::: Supplied information :::

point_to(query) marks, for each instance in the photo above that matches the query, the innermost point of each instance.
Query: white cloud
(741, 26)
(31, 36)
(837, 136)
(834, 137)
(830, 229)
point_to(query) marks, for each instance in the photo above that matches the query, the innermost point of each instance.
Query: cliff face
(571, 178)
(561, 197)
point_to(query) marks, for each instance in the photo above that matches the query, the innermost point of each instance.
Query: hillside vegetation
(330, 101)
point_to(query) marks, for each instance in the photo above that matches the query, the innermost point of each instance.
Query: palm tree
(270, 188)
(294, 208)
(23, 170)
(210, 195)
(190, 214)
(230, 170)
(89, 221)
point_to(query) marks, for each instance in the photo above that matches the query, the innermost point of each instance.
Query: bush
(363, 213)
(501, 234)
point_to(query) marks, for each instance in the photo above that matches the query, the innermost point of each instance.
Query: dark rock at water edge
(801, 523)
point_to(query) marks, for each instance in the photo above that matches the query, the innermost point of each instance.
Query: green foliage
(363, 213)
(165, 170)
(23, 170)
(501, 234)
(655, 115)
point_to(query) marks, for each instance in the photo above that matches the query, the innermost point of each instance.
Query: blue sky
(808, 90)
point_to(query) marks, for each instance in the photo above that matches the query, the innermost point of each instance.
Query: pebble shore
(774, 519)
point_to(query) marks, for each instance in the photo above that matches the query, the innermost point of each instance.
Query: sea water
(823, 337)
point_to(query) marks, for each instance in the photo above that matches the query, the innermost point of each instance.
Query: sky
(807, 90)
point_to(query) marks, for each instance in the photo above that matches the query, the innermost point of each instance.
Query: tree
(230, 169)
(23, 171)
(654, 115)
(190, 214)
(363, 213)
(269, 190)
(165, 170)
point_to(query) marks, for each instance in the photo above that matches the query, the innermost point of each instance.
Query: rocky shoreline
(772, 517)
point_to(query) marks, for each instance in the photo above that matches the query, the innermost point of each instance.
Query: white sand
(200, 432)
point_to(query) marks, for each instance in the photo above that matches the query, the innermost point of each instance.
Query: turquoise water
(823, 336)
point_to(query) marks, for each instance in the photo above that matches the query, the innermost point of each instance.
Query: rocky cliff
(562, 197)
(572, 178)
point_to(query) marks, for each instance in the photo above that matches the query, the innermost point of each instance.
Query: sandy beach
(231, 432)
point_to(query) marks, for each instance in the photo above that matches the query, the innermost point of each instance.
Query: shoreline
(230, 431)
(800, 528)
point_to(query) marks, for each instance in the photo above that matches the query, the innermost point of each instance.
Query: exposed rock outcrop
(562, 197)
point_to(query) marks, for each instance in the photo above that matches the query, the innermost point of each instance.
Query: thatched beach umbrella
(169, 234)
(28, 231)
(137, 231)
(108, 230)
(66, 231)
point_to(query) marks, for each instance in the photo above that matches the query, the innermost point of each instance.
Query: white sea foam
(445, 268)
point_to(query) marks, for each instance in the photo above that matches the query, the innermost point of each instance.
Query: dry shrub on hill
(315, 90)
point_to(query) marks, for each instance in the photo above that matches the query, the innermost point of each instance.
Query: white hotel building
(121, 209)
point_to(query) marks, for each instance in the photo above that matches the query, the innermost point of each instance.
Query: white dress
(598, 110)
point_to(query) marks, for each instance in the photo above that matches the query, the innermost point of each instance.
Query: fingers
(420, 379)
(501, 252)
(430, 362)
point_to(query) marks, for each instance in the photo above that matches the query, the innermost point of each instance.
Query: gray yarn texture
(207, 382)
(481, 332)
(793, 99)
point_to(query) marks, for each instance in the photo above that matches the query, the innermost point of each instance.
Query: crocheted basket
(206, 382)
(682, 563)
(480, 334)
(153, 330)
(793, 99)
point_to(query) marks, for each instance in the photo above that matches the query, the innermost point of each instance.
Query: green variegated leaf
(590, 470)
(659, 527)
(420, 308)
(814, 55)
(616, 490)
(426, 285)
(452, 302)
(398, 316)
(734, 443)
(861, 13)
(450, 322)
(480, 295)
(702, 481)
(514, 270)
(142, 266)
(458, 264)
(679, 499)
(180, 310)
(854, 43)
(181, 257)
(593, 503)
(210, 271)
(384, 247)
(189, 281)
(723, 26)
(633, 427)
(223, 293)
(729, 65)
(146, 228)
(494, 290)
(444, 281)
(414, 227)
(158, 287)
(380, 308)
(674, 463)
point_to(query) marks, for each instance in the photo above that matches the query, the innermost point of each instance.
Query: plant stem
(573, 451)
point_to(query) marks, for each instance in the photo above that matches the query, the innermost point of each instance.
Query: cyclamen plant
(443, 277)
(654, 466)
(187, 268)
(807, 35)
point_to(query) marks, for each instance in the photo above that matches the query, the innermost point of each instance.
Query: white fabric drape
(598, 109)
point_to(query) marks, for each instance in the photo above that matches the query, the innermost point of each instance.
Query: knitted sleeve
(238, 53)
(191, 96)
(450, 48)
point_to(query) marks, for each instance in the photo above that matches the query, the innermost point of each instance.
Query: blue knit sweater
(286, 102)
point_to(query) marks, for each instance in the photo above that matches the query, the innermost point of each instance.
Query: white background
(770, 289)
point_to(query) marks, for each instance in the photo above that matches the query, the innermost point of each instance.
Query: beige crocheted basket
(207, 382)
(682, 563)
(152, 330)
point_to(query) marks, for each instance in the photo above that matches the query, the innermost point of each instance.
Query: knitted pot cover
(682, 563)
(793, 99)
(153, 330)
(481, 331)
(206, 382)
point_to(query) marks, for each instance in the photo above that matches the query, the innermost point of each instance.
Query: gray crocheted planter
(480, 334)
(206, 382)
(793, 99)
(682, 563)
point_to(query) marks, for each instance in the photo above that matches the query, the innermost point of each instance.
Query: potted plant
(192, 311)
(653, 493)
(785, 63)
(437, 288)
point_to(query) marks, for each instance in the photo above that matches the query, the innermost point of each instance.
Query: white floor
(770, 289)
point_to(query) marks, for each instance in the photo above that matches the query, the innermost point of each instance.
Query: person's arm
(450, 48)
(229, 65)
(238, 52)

:::

Exercise aim = Extract the complete listing above, reproducing each line exactly.

Correct result =
point_to(query) marks, for each instance in the photo above that matches the query, the innermost point of each instance.
Query: white cloud
(741, 26)
(31, 36)
(837, 136)
(834, 137)
(830, 229)
point_to(query) marks, for each instance in the photo above that matches the query, the innermost point of each instance.
Query: cliff face
(571, 178)
(561, 197)
point_to(query) marks, for each instance in the photo above that matches the query, the innermost point of each instance.
Query: hillside vegetation
(330, 101)
point_to(query) marks, for each instance in the photo above that matches the query, the innermost point of each instance.
Query: palm tree
(270, 188)
(294, 208)
(23, 170)
(210, 195)
(190, 214)
(230, 170)
(89, 221)
point_to(query) marks, for each instance in the photo above that matches the query, the innermost point of each instance.
Query: bush
(363, 213)
(501, 234)
point_to(query) marks, for each instance in the photo above that matches the query, the innermost point of each instance.
Query: dark rock at water edge
(801, 523)
point_to(query) marks, for each instance in the photo above that matches the query, the innermost point of each instance.
Query: green foliage
(363, 213)
(165, 170)
(23, 170)
(501, 234)
(655, 115)
point_to(query) marks, for each instance in the photo above that matches the query, the innermost point of each instance.
Query: blue sky
(808, 90)
point_to(query) marks, for each instance in the photo above that matches the query, the innermost point of each instance.
Query: pebble shore
(774, 519)
point_to(query) marks, for each instance in the photo above that matches the query, the innermost point of each instance.
Query: sea water
(823, 337)
point_to(query) marks, for each instance in the photo above that matches the query, the innermost point of each instance.
Query: sky
(807, 90)
point_to(query) marks, for each instance in the photo above that matches the query, the innermost point of each instance.
Query: tree
(230, 169)
(23, 171)
(654, 115)
(190, 214)
(363, 213)
(269, 190)
(165, 170)
point_to(query) marks, for each instance in the photo above that matches the query, the innermost point of each instance.
Query: rocky shoreline
(772, 517)
point_to(query) marks, for each instance in the photo above that matches the query, the innermost point of each instance.
Query: white sand
(200, 432)
point_to(query) marks, for each instance in the photo above that matches the query, the innermost point of each instance.
Query: turquoise water
(823, 336)
point_to(query) marks, for each instance in the photo above that matches the query, the innermost point of each instance.
Query: rocky cliff
(562, 197)
(572, 178)
point_to(query) marks, for each instance in the photo above that matches the query, the innermost point of each instance.
Query: sandy beach
(231, 432)
point_to(query) marks, for each instance in the photo above that matches the query, the innermost point of each instance.
Query: shoreline
(230, 431)
(800, 528)
point_to(query) marks, for each instance in the photo above that matches the query, the innermost point of each instance.
Query: exposed rock outcrop
(562, 197)
point_to(query) marks, for each instance in the photo above that matches the query, the innermost point of each instance.
Query: thatched beach umbrella
(169, 234)
(28, 231)
(137, 231)
(108, 230)
(66, 231)
point_to(query) marks, for each instance in the photo above that matches the query, the innermost point of each instance.
Query: white sea foam
(445, 268)
point_to(query) marks, for each instance in the photo above that matches the query, the innermost point of each instance.
Query: dry shrub on hill
(315, 90)
point_to(query) marks, for each instance in the photo above that matches the query, the innermost point of each instance.
Query: white hotel building
(121, 209)
point_to(query) marks, for each instance in the photo above that matches the query, the innermost point of each instance.
Query: white dress
(598, 110)
point_to(query) marks, for each instance in the photo above that matches the query, the innermost point of each instance.
Query: fingers
(420, 379)
(501, 252)
(430, 362)
point_to(query) marks, for each instance in the photo above that matches the query, the innermost point of each instance.
Query: gray yarn texture
(207, 382)
(481, 332)
(793, 99)
point_to(query) marks, for each instance in the photo above that matches the query, the innermost point of each instance.
Query: crocheted basket
(206, 382)
(682, 563)
(480, 334)
(153, 330)
(793, 99)
point_to(query) marks, for each instance in the photo above that matches the query, the innermost point of each instance.
Query: green variegated leaf
(590, 470)
(659, 527)
(420, 308)
(814, 55)
(616, 490)
(426, 285)
(452, 302)
(398, 316)
(734, 443)
(861, 13)
(450, 322)
(480, 295)
(702, 481)
(514, 270)
(142, 266)
(458, 264)
(679, 499)
(180, 310)
(854, 43)
(181, 257)
(593, 503)
(210, 271)
(384, 247)
(189, 281)
(723, 26)
(633, 427)
(223, 293)
(729, 65)
(146, 228)
(494, 290)
(444, 281)
(414, 227)
(158, 287)
(380, 308)
(674, 463)
point_to(query) marks, for each instance in the photo above that matches the query, the innermost point of each instance.
Query: plant stem
(573, 451)
point_to(query) marks, for each instance in the photo above that matches the query, the innermost point of each instance.
Query: cyclamen plant
(443, 277)
(654, 466)
(187, 268)
(807, 35)
point_to(query) marks, for each instance in the photo above that matches the query, the innermost point of each instance.
Query: white fabric drape
(598, 109)
point_to(query) marks, for each instance in the photo above that matches the query, the innermost point of each instance.
Query: knitted sleeve
(238, 53)
(191, 96)
(450, 48)
point_to(query) marks, for each instance in the photo above that matches the query, the innermost point of each instance.
Query: blue knit sweater
(286, 102)
point_to(query) marks, for each instance in the photo above that matches the query, the innermost point of each instance.
Query: white background
(770, 289)
point_to(query) marks, for each instance in the photo above that matches the query, the innermost point of each instance.
Query: beige crocheted basket
(207, 382)
(682, 563)
(152, 330)
point_to(query) marks, for each instance in the photo above that matches the query, the innermost point of each instance.
Query: knitted pot cover
(682, 563)
(793, 99)
(153, 330)
(481, 331)
(206, 382)
point_to(query) marks, for each instance in the photo above that matches the query, the innermost point of each instance.
Query: gray crocheted planter
(480, 334)
(206, 382)
(793, 99)
(682, 563)
point_to(query) marks, for each instance in the photo above that matches the query, the innermost point of each instance.
Query: potted plant
(192, 311)
(653, 493)
(785, 63)
(437, 288)
point_to(query) marks, for each instance in the photo above that matches the query, the innermost point of each instance.
Query: white floor
(770, 289)
point_to(query) marks, for each instance in the photo above that matches the query, the innermost point of each instance.
Query: person's arm
(450, 48)
(229, 65)
(238, 52)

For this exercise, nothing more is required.